(no title)
m104 | 1 year ago
1. Rate limits don't really protect against backend capacity issues, especially if they are statically configured. Consider rate limits to be "policy" limits, meaning the policy of usage will be enforced, rather than protection against overuse of limited backend resources.
2. If the goal is to protect against bad traffic, consider additional steps besides simple rate limits. It may make sense to perform some sort of traffic prioritization based on authentication status, user/session priority, customer priority, etc. This comes in handy if you have a bad actor!
3. Be prepared for what to communicate or what action(s) to perform if and when the rate limits are hit, particularly from valuable customers or internal teams. Rate limits that will be lifted when someone complains might as well be advisory-only and not actually return a 429.
4. If you need to protect against concertina effects (all fixed windows, or many sliding windows expiring at the same time), add a deterministic offset to each user/session window so that no large group of rate limits can expire at the same time.
Hope that helps someone!
dskrvk|1 year ago
Did you mean non-deterministic (like jitter)?
refibrillator|1 year ago
Long ago I was responsible for implementing a “rate limiting algorithm”, but not for HTTP requests. It was for an ML pipeline, with human technicians in a lab preparing reports for doctors and in dire cases calling their phone direct. Well my algorithm worked great, it reduced a lot of redundant work while preserving sensitivity to critical events. Except, some of the most common and benign events had a rate limit of 1 per day.
So every midnight UTC, the rate limit quotas for all patients would “reset” as the time stamp rolled over. Suddenly the humans in the lab would be overwhelmed with a large amount of work in a very short time. But by the end of the shift, there would be hardly anything left to do.

::::

- [What is expected]:
Pick up the forum thread about rate limits after its last sentence and keep writing.

::::

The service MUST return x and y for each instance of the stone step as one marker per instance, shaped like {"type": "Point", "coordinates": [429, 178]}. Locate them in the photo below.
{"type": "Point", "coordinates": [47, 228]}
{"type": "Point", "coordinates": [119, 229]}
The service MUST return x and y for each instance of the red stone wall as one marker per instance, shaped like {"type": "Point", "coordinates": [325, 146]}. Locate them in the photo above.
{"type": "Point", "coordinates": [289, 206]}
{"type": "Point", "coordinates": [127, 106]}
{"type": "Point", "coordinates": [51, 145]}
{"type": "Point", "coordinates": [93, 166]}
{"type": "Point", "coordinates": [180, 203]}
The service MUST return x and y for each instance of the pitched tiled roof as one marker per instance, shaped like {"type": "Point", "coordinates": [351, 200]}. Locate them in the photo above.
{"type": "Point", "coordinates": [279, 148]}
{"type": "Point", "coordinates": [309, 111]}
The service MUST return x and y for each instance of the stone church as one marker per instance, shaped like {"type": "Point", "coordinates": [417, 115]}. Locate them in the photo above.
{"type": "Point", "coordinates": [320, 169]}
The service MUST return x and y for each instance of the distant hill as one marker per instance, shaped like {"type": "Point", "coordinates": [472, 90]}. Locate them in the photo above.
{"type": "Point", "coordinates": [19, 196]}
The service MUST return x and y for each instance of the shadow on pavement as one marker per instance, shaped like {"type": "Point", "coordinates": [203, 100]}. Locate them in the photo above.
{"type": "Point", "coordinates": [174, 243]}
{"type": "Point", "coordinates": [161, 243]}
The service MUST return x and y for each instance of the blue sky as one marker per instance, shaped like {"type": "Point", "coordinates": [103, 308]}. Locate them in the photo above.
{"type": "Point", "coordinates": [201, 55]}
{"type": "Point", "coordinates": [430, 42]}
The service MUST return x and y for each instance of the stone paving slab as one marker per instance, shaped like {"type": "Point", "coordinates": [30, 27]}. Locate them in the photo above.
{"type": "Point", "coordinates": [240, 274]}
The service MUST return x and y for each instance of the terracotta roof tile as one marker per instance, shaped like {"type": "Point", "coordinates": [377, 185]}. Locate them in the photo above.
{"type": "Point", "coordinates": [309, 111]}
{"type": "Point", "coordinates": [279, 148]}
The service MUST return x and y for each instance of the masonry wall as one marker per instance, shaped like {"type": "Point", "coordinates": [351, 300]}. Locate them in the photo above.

::::

- [Answer to this problem]:
Fortunately it was trivial to add a random but deterministic per patient offset (I hashed the patient id into a numeric offset).
That smoothly distributed the work throughout the day, to the relief of quite a few folks.
solatic|1 year ago
Yes and no, there's a little more nuance here. You're correct that the business signing up X new users, each with new rate ~limits~ allocations, does not in and of itself scale up your backend resources, i.e. it's not naively going to vertically scale a Postgres database you rely on. But having a hardware rate limiter in front is like setting the value on the "max" setting on your autoscaler - it prevents autoscaling cost from skyrocketing out of control when the source of the traffic is malicious/result of a bug/"bad"; instead a human is put in the loop to guage that the traffic is "good" and therefore the rate limit should be increased.
> Rate limits that will be lifted when someone complains might as well be advisory-only and not actually return a 429
How does one set an "advisory-only" rate limit that's not a 429? You can still return a body with a 429 with directions on how to ask for a rate limit increase. I don't think of 4xx as meaning that the URL will never return something other than a 4xx, rather that the URL will continue to return 4xx without human intervention. For example, if you're going to write blog.example.com/new-blog-entry, before you publish it, it's a 404, then after the blog post is published, it will return a 200 instead.
abrahms|1 year ago
IgorPartola|1 year ago
m104|1 year ago
The easiest way to explain this is with a simple sequence of events: the database has a temporary issue, system capacity drops, clients start timing out or getting errors, load amplification kicks in with retries and request queueing, load is now higher than normal while capacity is lower than normal, devs work hard to get the database back in order, database looks restored but now the system has 3x the load it did before the incident, other heroic efforts are needed to shed load and/or upscale capacity, whew it's all working again! In the post-mortem there are lots of questions about why rate-limiting didn't protect the system. Unfortunately, the rate limit values required to restore the saturated system are far too low for normal usage, and the values needed for normal operation are too high to prevent the system from getting saturated.
Fundamentally, there's really no way for a rate limiting (which only understands incoming load) to balance the equation load <= capacity. For that, we need a back-pressure mechanism like circuit breaking, concurrency limiting, or adaptive request queueing. Fortunately, rate limiting and back-pressure work well together and don't have to know about each other.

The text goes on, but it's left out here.